§ **Исходный текст**
★ ★ ★

С. 358. После знаменитого года, когда была объявлена... "свобода" и литературе. -- Вероятно, имеются в виду правительственные указы от 24 ноября 1905 и 26 апреля 1906 г., которыми отменялась предварительная цензура.

С. 359. Алексей Максимович Пешков -- М. Горький.

С. 361. Бюхнер Людвиг (1824--1899) -- врач, естествоиспытатель, философ. Автор труда "Сила и материя", вышедшего в 1907 г. в русском переводе.

С. 362. Иван Карамазов -- один из главных героев-идеологов романа Ф. М. Достоевского "Братья Карамазовы".

Печорин -- главный герой романа М. Ю. Лермонтова "Герой нашего времени".

Демон -- герой одноименной поэмы М. Ю. Лермонтова.

★ ★ ★

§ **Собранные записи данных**

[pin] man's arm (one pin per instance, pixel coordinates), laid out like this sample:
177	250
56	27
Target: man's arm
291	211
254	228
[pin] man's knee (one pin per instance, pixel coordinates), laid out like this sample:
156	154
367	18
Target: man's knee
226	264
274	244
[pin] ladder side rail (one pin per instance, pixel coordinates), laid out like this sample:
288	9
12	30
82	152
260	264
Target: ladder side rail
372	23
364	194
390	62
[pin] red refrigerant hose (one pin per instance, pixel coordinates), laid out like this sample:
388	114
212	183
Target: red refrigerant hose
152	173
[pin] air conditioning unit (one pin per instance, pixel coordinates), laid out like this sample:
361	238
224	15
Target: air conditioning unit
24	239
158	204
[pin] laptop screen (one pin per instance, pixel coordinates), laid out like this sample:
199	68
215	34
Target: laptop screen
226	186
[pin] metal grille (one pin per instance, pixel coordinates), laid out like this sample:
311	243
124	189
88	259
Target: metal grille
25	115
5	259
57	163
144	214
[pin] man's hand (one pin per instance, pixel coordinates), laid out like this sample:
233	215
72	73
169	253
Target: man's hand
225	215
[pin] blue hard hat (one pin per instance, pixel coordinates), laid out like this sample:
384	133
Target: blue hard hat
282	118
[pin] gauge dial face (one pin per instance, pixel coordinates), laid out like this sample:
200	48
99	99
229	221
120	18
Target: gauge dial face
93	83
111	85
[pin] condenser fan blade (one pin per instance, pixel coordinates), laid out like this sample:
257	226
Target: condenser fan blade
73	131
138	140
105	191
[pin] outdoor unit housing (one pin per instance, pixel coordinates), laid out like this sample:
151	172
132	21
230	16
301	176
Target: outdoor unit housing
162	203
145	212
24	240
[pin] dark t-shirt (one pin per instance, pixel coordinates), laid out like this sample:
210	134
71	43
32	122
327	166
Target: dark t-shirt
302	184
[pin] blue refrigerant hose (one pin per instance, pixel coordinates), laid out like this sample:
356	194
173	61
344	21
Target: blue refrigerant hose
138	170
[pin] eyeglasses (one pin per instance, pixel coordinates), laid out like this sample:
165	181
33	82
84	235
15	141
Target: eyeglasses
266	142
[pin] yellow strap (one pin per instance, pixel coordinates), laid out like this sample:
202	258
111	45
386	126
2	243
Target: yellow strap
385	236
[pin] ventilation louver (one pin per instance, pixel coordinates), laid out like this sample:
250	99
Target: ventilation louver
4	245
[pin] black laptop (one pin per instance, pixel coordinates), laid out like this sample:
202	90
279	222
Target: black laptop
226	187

★ ★ ★

§ **Задание**
Перепишите из исходного текста без изменений фрагмент от слов "С. 359. Алексей" до слов "М. Ю. Лермонтова.".

§ **Результат**
С. 359. Алексей Максимович Пешков -- М. Горький.

С. 361. Бюхнер Людвиг (1824--1899) -- врач, естествоиспытатель, философ. Автор труда "Сила и материя", вышедшего в 1907 г. в русском переводе.

С. 362. Иван Карамазов -- один из главных героев-идеологов романа Ф. М. Достоевского "Братья Карамазовы".

Печорин -- главный герой романа М. Ю. Лермонтова "Герой нашего времени".

Демон -- герой одноименной поэмы М. Ю. Лермонтова.